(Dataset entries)
Segment Open

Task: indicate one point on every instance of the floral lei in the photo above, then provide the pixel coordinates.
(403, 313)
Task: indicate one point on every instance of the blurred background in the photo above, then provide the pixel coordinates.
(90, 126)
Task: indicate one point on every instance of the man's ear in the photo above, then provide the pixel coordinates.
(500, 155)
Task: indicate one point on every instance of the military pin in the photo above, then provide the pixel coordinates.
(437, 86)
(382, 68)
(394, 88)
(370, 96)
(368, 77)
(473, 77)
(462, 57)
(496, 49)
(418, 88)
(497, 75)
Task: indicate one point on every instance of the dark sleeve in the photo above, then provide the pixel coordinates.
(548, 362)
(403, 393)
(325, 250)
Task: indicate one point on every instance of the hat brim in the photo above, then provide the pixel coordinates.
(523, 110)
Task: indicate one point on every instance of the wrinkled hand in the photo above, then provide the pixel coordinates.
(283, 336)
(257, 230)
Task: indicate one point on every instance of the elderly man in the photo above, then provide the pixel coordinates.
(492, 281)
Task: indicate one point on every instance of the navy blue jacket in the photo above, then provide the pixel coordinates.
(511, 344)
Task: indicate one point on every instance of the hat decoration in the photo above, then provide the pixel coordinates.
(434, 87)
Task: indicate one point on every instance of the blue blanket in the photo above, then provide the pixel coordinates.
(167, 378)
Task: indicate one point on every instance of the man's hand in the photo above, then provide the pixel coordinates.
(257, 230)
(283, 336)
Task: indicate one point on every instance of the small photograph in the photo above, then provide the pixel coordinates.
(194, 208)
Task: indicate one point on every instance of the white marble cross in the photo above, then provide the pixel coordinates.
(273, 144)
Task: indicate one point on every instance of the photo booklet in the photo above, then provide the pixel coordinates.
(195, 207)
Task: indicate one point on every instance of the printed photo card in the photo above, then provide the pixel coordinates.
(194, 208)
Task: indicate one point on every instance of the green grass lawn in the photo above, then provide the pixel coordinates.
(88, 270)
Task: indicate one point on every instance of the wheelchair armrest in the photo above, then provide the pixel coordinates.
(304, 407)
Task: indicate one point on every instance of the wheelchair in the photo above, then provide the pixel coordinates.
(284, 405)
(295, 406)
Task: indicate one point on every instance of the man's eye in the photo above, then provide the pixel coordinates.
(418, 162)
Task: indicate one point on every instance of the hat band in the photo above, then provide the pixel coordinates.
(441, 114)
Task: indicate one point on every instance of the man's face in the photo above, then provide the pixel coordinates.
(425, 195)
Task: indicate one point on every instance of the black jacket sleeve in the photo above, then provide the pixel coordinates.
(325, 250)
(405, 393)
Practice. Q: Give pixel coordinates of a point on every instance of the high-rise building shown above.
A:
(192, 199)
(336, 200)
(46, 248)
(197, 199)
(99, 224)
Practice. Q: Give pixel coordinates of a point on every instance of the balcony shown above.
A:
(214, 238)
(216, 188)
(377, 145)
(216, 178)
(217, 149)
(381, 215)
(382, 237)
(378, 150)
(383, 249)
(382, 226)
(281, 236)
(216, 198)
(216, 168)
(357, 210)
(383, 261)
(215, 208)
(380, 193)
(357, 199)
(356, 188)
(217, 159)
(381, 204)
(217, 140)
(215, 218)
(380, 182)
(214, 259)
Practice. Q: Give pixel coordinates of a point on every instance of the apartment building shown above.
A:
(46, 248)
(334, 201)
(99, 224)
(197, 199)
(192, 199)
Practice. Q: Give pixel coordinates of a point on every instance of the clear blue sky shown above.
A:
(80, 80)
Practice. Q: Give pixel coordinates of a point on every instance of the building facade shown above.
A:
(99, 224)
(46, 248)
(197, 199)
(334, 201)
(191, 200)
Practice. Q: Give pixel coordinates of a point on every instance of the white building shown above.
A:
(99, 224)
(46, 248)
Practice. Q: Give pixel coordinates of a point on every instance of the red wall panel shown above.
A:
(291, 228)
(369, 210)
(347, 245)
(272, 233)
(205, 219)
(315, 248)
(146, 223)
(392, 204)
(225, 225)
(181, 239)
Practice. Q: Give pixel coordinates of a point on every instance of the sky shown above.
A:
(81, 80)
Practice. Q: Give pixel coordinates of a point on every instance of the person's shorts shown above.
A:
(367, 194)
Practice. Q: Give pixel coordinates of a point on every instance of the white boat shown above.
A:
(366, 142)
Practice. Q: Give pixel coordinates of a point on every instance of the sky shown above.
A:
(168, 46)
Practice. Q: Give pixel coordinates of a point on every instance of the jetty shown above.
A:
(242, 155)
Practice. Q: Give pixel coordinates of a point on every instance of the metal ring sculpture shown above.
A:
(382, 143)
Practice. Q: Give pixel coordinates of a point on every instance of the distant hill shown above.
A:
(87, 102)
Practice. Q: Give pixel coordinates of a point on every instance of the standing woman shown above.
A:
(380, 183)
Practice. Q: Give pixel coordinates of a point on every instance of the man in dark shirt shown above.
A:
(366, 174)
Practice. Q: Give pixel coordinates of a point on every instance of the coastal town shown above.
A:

Segment Closed

What to produce: Exact repetition is required: return every record shown above.

Solution below:
Task: indicate one point on every instance of the floral lei in the photo above, then provide the pixel coordinates.
(403, 313)
Task: indicate one point on every instance of the blurred background in the photo above, then provide the pixel coordinates.
(90, 126)
Task: indicate one point on every instance of the man's ear in the photo above, then provide the pixel coordinates.
(500, 155)
Task: indicate one point on every instance of the military pin in the photo above, then provide the pixel coordinates.
(437, 86)
(382, 68)
(394, 88)
(370, 96)
(368, 77)
(473, 77)
(462, 57)
(496, 49)
(418, 88)
(497, 75)
Task: indicate one point on every instance of the dark sleeve in the photo above, then provide the pixel coordinates.
(548, 362)
(403, 393)
(325, 250)
Task: indicate one point on every instance of the hat brim in the photo above, then provide the pixel coordinates.
(523, 110)
Task: indicate one point on every instance of the wrinkled hand in the photo above, then provide the pixel coordinates.
(283, 336)
(257, 230)
Task: indicate one point on every instance of the elderly man in the photo above, then provide the pixel coordinates.
(492, 281)
Task: indicate one point on every instance of the navy blue jacket in the photo above, then provide the pixel coordinates.
(511, 344)
Task: indicate one point on every instance of the hat decoration in the photo above, then provide the pixel coordinates.
(434, 87)
Task: indicate one point on every instance of the blue blanket in the photo above, then provide the pixel coordinates.
(167, 378)
Task: indicate one point on every instance of the man's hand in the photo above, then provide the pixel coordinates.
(257, 230)
(283, 336)
Task: indicate one point on every instance of the small photograph in the photo above, then provide the pixel coordinates.
(194, 208)
Task: indicate one point on every instance of the white marble cross in the photo above, then provide the pixel coordinates.
(273, 144)
Task: indicate one point on every instance of the photo booklet in the photo above, then provide the pixel coordinates.
(195, 207)
Task: indicate one point on every instance of the printed photo card in the photo above, then provide the pixel coordinates.
(194, 208)
Task: indicate one point on every instance of the green grass lawn in the photo above, then provide the pixel coordinates.
(88, 270)
Task: indicate one point on every instance of the wheelchair armrest in the photo above, then provide the pixel coordinates.
(304, 407)
Task: indicate one point on every instance of the wheelchair in the photo above, then provide the pixel coordinates.
(284, 405)
(295, 406)
Task: indicate one point on every instance of the man's eye in the photo above, then provide the pixel coordinates.
(418, 162)
Task: indicate one point on every instance of the hat band in the photo above, then provide the pixel coordinates.
(441, 114)
Task: indicate one point on every instance of the man's face in the photo above, then provide the pixel coordinates.
(425, 195)
Task: indicate one point on every instance of the black jacket sleeve in the photo above, then provide the pixel coordinates.
(325, 250)
(405, 393)
Practice. Q: Give pixel coordinates of a point on every instance of the high-rise building shown above.
A:
(192, 199)
(336, 200)
(46, 248)
(197, 199)
(99, 224)
Practice. Q: Give pixel coordinates of a point on every instance of the balcony shown above.
A:
(214, 238)
(216, 188)
(377, 145)
(216, 178)
(217, 149)
(381, 215)
(382, 237)
(378, 150)
(383, 249)
(382, 226)
(281, 236)
(216, 198)
(216, 168)
(357, 210)
(383, 261)
(215, 208)
(380, 193)
(357, 199)
(356, 188)
(217, 159)
(381, 204)
(217, 140)
(215, 218)
(380, 182)
(214, 259)
Practice. Q: Give pixel coordinates of a point on every instance of the apartment building shown above.
A:
(46, 248)
(334, 201)
(99, 224)
(197, 199)
(192, 199)
Practice. Q: Give pixel coordinates of a point on every instance of the clear blue sky shown above.
A:
(80, 80)
Practice. Q: Give pixel coordinates of a point on every instance of the building facade shown above.
A:
(99, 224)
(46, 248)
(197, 199)
(334, 201)
(191, 200)
Practice. Q: Give pixel coordinates of a point on every instance of the white building shown above.
A:
(99, 224)
(46, 248)
Practice. Q: Give pixel coordinates of a point on every instance of the red wall panel shown above.
A:
(291, 228)
(369, 210)
(347, 245)
(272, 233)
(205, 219)
(315, 248)
(146, 223)
(392, 204)
(225, 225)
(181, 239)
Practice. Q: Give pixel coordinates of a point on every instance of the sky shown above.
A:
(81, 80)
Practice. Q: Give pixel coordinates of a point on every instance of the person's shorts shown above.
A:
(367, 194)
Practice. Q: Give pixel coordinates of a point on every instance of the white boat shown above.
A:
(366, 142)
Practice. Q: Give pixel coordinates of a point on every instance of the sky shown above.
A:
(168, 46)
Practice. Q: Give pixel coordinates of a point on every instance of the jetty shown above.
A:
(242, 155)
Practice. Q: Give pixel coordinates of a point on every instance of the metal ring sculpture shown above.
A:
(382, 143)
Practice. Q: Give pixel coordinates of a point on every instance of the distant hill shown above.
A:
(87, 102)
Practice. Q: Give pixel coordinates of a point on every instance of the standing woman shown above.
A:
(380, 183)
Practice. Q: Give pixel coordinates of a point on every instance of the man in dark shirt shown above.
A:
(366, 174)
Practice. Q: Give pixel coordinates of a point on every instance of the coastal town shown above.
A:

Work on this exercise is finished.